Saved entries
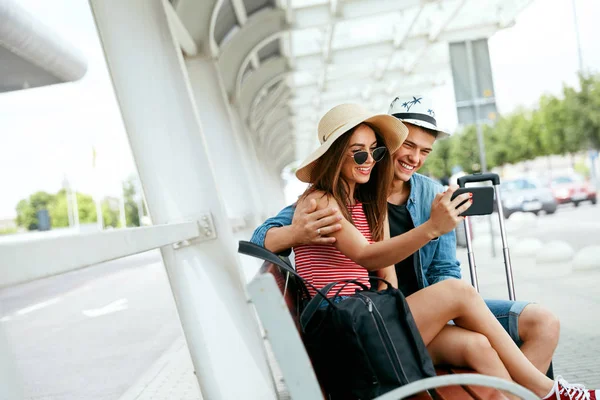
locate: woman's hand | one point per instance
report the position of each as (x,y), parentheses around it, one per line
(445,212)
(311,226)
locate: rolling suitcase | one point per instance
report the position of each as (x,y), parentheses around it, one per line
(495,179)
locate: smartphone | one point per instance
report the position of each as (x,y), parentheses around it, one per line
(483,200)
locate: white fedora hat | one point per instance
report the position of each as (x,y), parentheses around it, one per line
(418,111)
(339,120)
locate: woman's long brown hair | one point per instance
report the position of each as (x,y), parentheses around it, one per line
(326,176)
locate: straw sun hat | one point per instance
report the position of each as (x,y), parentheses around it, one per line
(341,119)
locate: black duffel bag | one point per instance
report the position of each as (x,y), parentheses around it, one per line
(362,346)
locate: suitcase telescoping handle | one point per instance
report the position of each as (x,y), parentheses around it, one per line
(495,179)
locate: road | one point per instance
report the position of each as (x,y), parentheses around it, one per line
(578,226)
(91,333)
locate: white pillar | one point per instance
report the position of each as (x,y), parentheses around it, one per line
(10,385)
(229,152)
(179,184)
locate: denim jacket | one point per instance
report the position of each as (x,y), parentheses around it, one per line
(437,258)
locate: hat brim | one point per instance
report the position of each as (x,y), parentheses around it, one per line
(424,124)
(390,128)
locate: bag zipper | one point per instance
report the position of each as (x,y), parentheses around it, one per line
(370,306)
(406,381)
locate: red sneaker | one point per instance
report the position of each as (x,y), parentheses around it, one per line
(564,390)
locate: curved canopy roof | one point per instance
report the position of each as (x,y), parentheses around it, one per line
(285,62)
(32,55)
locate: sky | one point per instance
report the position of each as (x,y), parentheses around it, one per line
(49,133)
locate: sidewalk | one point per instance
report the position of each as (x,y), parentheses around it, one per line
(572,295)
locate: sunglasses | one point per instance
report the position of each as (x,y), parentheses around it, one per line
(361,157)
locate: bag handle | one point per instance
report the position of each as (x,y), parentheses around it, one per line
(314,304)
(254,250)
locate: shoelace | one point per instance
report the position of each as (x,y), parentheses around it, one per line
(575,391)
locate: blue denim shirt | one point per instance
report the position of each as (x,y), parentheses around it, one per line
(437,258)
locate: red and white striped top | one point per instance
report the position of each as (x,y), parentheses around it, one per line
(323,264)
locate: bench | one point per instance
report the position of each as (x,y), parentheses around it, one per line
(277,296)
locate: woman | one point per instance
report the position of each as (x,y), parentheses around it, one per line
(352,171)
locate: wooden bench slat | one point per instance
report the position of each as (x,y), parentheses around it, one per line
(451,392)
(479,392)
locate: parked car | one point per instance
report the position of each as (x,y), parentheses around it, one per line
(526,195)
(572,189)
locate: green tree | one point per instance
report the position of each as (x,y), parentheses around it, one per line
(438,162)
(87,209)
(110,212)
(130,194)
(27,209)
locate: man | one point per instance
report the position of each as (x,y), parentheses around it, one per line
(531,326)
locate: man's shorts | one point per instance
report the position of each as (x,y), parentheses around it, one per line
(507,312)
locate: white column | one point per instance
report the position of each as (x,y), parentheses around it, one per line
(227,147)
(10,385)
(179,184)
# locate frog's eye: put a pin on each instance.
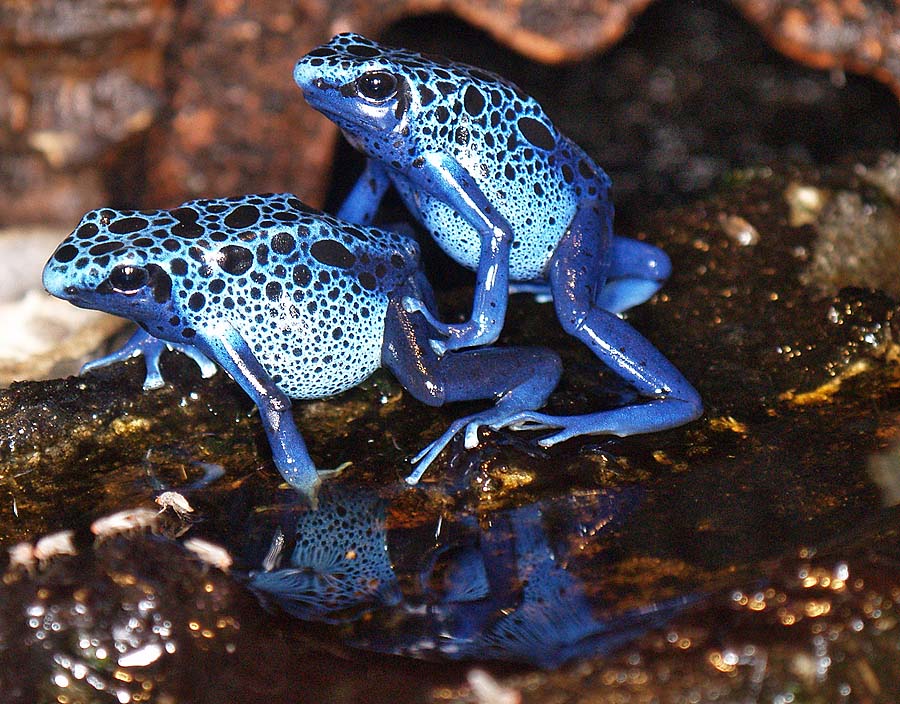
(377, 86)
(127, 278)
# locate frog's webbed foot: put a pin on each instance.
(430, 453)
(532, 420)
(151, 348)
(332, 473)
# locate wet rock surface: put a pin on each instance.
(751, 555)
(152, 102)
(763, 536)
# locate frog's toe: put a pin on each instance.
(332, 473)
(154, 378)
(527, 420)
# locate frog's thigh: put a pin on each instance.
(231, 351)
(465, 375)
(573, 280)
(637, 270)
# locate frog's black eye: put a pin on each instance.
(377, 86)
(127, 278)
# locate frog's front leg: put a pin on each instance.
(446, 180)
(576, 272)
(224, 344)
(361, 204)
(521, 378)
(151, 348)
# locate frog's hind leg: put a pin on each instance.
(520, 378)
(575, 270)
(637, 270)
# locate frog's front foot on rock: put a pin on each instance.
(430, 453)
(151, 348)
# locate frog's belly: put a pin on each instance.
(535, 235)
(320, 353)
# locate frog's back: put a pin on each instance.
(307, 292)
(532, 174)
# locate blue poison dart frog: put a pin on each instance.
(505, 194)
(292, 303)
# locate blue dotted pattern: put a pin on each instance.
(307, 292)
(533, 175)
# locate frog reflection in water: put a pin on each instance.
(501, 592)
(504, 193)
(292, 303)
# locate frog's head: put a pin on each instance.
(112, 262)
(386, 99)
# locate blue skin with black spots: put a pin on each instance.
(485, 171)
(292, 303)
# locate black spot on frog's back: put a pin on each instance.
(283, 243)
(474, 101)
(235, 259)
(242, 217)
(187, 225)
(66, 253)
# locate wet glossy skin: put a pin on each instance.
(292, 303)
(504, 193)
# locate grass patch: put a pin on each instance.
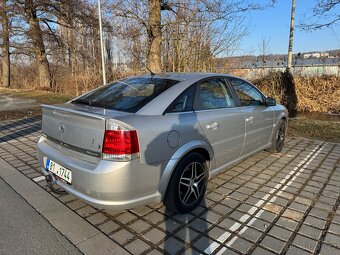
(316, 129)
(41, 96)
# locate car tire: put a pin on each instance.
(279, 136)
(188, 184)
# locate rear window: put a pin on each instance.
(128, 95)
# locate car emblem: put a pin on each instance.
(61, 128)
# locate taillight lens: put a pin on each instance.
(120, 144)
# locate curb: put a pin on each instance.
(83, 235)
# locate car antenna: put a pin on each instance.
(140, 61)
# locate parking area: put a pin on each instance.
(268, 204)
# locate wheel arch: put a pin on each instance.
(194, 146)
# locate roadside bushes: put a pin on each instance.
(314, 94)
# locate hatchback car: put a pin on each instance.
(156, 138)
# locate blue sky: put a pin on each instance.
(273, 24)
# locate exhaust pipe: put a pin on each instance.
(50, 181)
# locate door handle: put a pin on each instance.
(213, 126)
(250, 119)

PROMPT
Print the data exactly, from its first line to the line containing "locate: smartphone | one point per instance", both included. Omit the pictures.

EXPECTED ANSWER
locate: woman's hand | one point per instance
report the position of each as (x,y), parentheses around it, one per line
(445,212)
(311,226)
locate: rolling suitcase | one point per instance
report the position of each as (x,y), parentheses around it, one per line
(495,179)
locate: smartphone | one point per instance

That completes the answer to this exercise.